**Problem details**
Rewrite all of the entries, replacing "Annotate" with "Mark" wherever it appears and leaving everything else unchanged.

**Stored data**
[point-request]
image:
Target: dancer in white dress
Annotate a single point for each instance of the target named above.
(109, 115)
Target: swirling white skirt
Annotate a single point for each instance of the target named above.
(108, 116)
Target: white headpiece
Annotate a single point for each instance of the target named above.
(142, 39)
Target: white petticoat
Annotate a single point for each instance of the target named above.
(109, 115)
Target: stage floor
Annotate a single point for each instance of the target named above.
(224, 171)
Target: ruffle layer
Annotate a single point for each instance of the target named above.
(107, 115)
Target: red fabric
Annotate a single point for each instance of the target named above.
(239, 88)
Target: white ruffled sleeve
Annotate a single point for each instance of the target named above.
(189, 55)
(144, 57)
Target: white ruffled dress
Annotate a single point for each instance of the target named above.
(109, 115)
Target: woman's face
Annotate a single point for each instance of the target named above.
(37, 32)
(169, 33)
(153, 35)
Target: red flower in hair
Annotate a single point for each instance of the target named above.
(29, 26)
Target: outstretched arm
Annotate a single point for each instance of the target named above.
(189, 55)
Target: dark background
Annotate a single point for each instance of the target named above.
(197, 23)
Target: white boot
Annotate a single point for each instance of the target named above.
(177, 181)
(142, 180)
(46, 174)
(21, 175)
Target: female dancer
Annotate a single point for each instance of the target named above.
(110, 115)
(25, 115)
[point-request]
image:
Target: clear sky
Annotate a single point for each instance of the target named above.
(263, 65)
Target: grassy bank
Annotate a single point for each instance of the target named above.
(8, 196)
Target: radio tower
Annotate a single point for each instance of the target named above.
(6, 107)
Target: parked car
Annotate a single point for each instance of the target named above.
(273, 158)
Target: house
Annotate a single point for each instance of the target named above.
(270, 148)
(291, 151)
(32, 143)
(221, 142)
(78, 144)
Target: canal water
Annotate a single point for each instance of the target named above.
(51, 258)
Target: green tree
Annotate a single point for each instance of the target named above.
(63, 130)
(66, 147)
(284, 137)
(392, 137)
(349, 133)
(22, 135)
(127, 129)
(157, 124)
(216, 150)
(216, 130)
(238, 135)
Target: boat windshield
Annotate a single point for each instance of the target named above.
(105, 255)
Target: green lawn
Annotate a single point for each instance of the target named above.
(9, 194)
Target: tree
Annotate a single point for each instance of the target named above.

**The answer**
[point-request]
image:
Target: dancer in white dress
Mark a single point for each instance of the target named above.
(109, 115)
Target: swirling white skirt
Mark a single point for each instance of the target named above.
(108, 116)
Target: white headpiece
Mark a single point for each instance of the target named above.
(142, 39)
Target: white petticoat
Mark a single point for each instance of the target named above.
(109, 115)
Target: stage floor
Mark a single point for each instance of the target named above.
(224, 171)
Target: ruffle layer
Mark a single point for each instance of the target named above.
(107, 115)
Target: red fabric
Mark a single point for each instance of the target named above.
(239, 88)
Target: white ruffled sleeve
Mark a single point for each instance of the target named above.
(189, 55)
(144, 57)
Target: white ruffled dress
Mark a single point for each instance of the target named above.
(109, 115)
Target: woman's face
Mark a single point for each instance of the target named above.
(37, 32)
(169, 33)
(153, 35)
Target: red flower in hair
Mark a single point for each instance of the target named above.
(29, 26)
Target: outstretched arm
Mark a single point for each instance of the target named above.
(189, 55)
Target: dark background
Mark a single point for each instance of the target named above.
(197, 23)
Target: white boot
Mark a single point for each instance of the target named above.
(177, 181)
(142, 180)
(46, 174)
(21, 175)
Target: female dancer
Mark a single point for each instance of the target named above.
(110, 115)
(25, 115)
[point-request]
image:
Target: clear sky
Mark a single point for each instance of the target named above.
(263, 65)
Target: grassy bank
Mark a single point for each instance of the target named above.
(8, 196)
Target: radio tower
Mark a single point for each instance of the target named above.
(6, 107)
Target: parked car
Mark a single point for each instance of the target named above.
(273, 158)
Target: house
Mark a single point for each instance of the target named above.
(270, 148)
(291, 151)
(32, 143)
(221, 142)
(78, 144)
Target: canal water
Mark a single point for each instance of the target named above.
(51, 258)
Target: green tree
Mark a single point for each instance of the target named above.
(63, 130)
(66, 147)
(284, 137)
(392, 137)
(349, 133)
(22, 135)
(127, 129)
(157, 124)
(216, 150)
(216, 130)
(238, 135)
Target: boat windshield
Mark a single point for each instance of the target named above.
(105, 255)
Target: green lawn
Mark a single point for each instance of the target named above.
(9, 194)
Target: tree
Mark a single point for each instance of the target named above.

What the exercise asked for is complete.